§ SOURCE PASSAGE
╔══

Seth Rogovoy, the Western Massachusetts-based author of “The Essential Klezmer,” said it’s impossible to overestimate London’s influence on the Jewish music scene in the past 45 years.
“There are so many spokes that connect him to so many people,” said Rogovoy. “I can’t keep track of all the bands and projects London is involved in.”
London was unable to play his trumpet for the three months he spent in the hospital and the subsequent three months he spent at home recuperating. It was the first time since he started playing at age 9 that he hadn’t played his horn for an extended period. The time away had a profound impact on his embouchure, the way a musician uses their lips, facial muscles, tongue and teeth to play wind instruments. London had lost muscle and had to relearn how to play the trumpet, so he posted a request for advice on FaceBook, tagging several trumpeters. The response from the “trumpet community,” he said, was helpful.
“I know I’m not at the place where I was a year ago,” he said. “I’m operating at 85% of where I was. I’ve got to build up my endurance.”
Frank London performs at a Flushing Town Hall concert event in 2021. (Courtesy of Flushing Town Hall)
Despite his critical self-assessment, friends and colleagues have been surprised by how soon London returned to the bandstand. “He has an incredible energy when it comes to making music,” noted Rogovoy. “He’s indefatigable in that way.”
Margot Leverett, the original clarinetist in The Klezmatics who has performed with London’s Klezmer Brass All-Stars in recent years, has long been impressed with the energy London can summon for live shows.
“Frank can drive six hours to a gig and then step out of the car and turn a huge room full of people into a wild, cathartic, ecstatic dancing scene,” she said.
Sklamberg said during London’s time away from The Klezmatics, the band has been getting its ducks in order for an upcoming album and tour to celebrate its 40th anniversary. Each track on the new album will feature a collaboration with different New York-based artists, London said. They’ll include a Brooklyn-based group of Crimean Tartar musicians, the Colombian women’s group La Manga and singer Janis Siegel from Manhattan Transfer.
“We have always collaborated with different artists from different traditions,” London said. “That’s one part of who we’ve always been.”

╚══

§ EXERCISE SET
1. Render this sentence from the article about Frank London into Spanish: "It was the first time since he started playing at age 9 that he hadn't played his horn for an extended period."
2. Substitute "stage" for "bandstand" in the article about Frank London, and write out the passage starting with "Frank London performs" and going on through "for live shows.".
3. Extend the article about Frank London with the paragraphs that would follow its final sentence.

§ DATA FOR ANALYSIS
╔══

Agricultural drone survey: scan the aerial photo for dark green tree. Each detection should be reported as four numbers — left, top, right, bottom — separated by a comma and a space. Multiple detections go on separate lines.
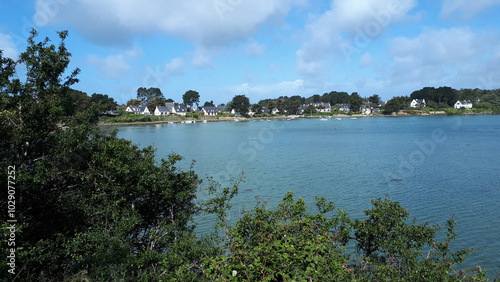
203, 101, 215, 107
90, 93, 118, 114
127, 99, 142, 106
0, 31, 232, 281
383, 96, 411, 115
137, 87, 165, 105
182, 90, 200, 110
349, 92, 363, 112
148, 97, 167, 112
368, 94, 381, 107
231, 95, 250, 115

╚══

§ ANSWERS TO EACH TASK
1. Era la primera vez desde que empezó a tocar a los 9 años que no había tocado su instrumento durante un período prolongado.

2.
Frank London performs at a Flushing Town Hall concert event in 2021. (Courtesy of Flushing Town Hall)
Despite his critical self-assessment, friends and colleagues have been surprised by how soon London returned to the stage. “He has an incredible energy when it comes to making music,” noted Rogovoy. “He’s indefatigable in that way.”
Margot Leverett, the original clarinetist in The Klezmatics who has performed with London’s Klezmer Brass All-Stars in recent years, has long been impressed with the energy London can summon for live shows.

3.
It’s also very much part of who Frank London has been. His omnivorous musical tastes have resulted in more than 500 recordings with everyone from Iggy Pop to Mel Tormé.
The saxophonist Paul Shapiro, who has played with London during his foray into Punjabi bhangra music, praised the trumpeter for having “one of the most wide-open musical minds on the planet. He reaches across boundaries and creates music that knows no boundaries.”
Despite the recent setbacks, London is still reaching. Among his upcoming endeavors is an oratorio based on “Erd-Vey” (“Earth-Woe”), a short Yiddish play by Israel Joshua Singer staged in 1923. London and Pete Rushefsky of the Center for Traditional Music and Dance are planning a project involving a smartphone app that will play music sung in endangered languages. London is also planning an all-night concert on June 1 as the inaugural event of a Jewish arts initiative being launched by The New Shul, an independent congregation active in both Manhattan and Brooklyn. The initiative is funded by a Jewish cheese mogul.
“I’ve always had a penchant for the weird in any genre of music,” said London, who also recently but together the Loisaida Fife and Drum Corps, an “insane ensemble” consisting of piccolo, coronet, trombone, violin, tuba and drums that plays brass music dating back to the Revolutionary War. It debuted at a Brooklyn performance space last week.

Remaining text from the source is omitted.